Ziel 1: Nenne alle Bands, denen der Konzertrückblick einen eigenen Platz in der Rangliste gibt.
Ziel 2: Führe den Konzertrückblick im selben Stil fort und schließe an den Eintrag zu Fettes Brot an.

Textausschnitt:
"""

5 – Dave Matthews Band, Berlin, 17. Februar
Bleiben wir gleich im Tempodrom, selber Abend, eine Stunde später: DMB mit einem derart beseelten, detailversessenen Set, dass der Unterschied zum Vorabend (siehe Platz 10) kaum hätte größer sein können. Ich stand mit offenem Mund im Zuschauerraum und ließ es einfach geschehen. Und als dann am Ende in einem epischen 12-Minuten-„So Damn Lucky“ auch noch „Thank You (Falletin Me Be Mice Elf Agin)“ eingebaut wurde, war ich mir mal wieder sicher, dass DMB die so ziemlich beste Band der Welt sein muss.

4 – Selig, Leipzig, 17. Dezember
Warum auch immer das Haus Auensee derart mittelprächig gefüllt war – Band und Publikum ließen sich durch die spärlich gefüllten Reihen nicht runterziehen. Im Gegenteil: inzwischen hab ich ja nun schon so einige Selig-Auftritte sehen dürfen. Aber die diesjährige Show war wirklich besonders und zeigte eine vor Spielfreude und Euphorie kaum zu bändigende Band. Still Selig after all these years…

3 – Fettes Brot, Leipzig, 1. Dezember
Mehr als einen halbwegs coolen Abend hab ich gar nicht erwartet, als ich zum Fettes-Brot-Konzert eingeladen wurde. Dass mir das Konzert derart großen Spaß machen würde, hätte ich nie gedacht. Die Brote verfügen über eine erstklassige Band und sind tatsächlich echte Entertainer. Zwei kurzweilige, schweißtreibende Stunden, die ich nicht missen möchte. Im Gegenteil: zu Fettes Brot würde ich jederzeit wieder gehen.

"""

Vorhandene Daten:
"""

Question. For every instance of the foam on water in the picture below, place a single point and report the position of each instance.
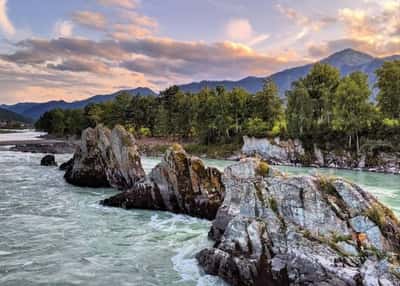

"""

Ergebnis 1: Dave Matthews Band, Selig, Fettes Brot

Ergebnis 2:
2 – Stoppok & Worthy, Leipzig, 27. November
Die von mir besuchten Stoppok-Konzerte zu zählen, hab ich schon Ende der neunziger Jahre aufgegeben. Umso schöner, dass Stoppok-Shows bis heute zu meinem Leben dazugehören. Das diesjährige war bemerkenswert – im Duo mit Bassist Worthy und in zwei ausladend langen Sets hat der Sänger mal wieder unter Beweis gestellt, dass bei ihm vielleicht nicht jeder Reim ein Volltreffer sein mag, er mit seinem musikalischen Können und Gefühl aber nach wie vor in der Champions League spielt.

1 – The Cat Empire, Berlin, 5. Oktober
Zum dritten Mal The Cat Empire. Zum dritten Mal ein Erlebnis, das in jeder Hinsicht berührt. Wie sich hier leise, filigrane Momente an lautstarke Gefühlsausbrüche reihen; wie hier Rock, Jazz und Funk zu etwas ganz Eigenem verschmelzen; wie viel diese Musik mit mir anrichtet, das in Worte zu fassen ich nicht in der Lage bin! Dieses Konzert war der vielleicht intensivste Augenblick meines an kostbaren Momenten nicht eben armen Musikjahres 2010.

Mein 2010: Lieblingsalben

10 Ocean Colour Scene – Saturday
Im 21. Jahr ihres Bestehens lieferten OCS ein ebenso zeitloses wie zeitgemäßes Album ab: große Songs, originelle Arrangements, Melodien, die sofort haften bleiben. Very british, und very good.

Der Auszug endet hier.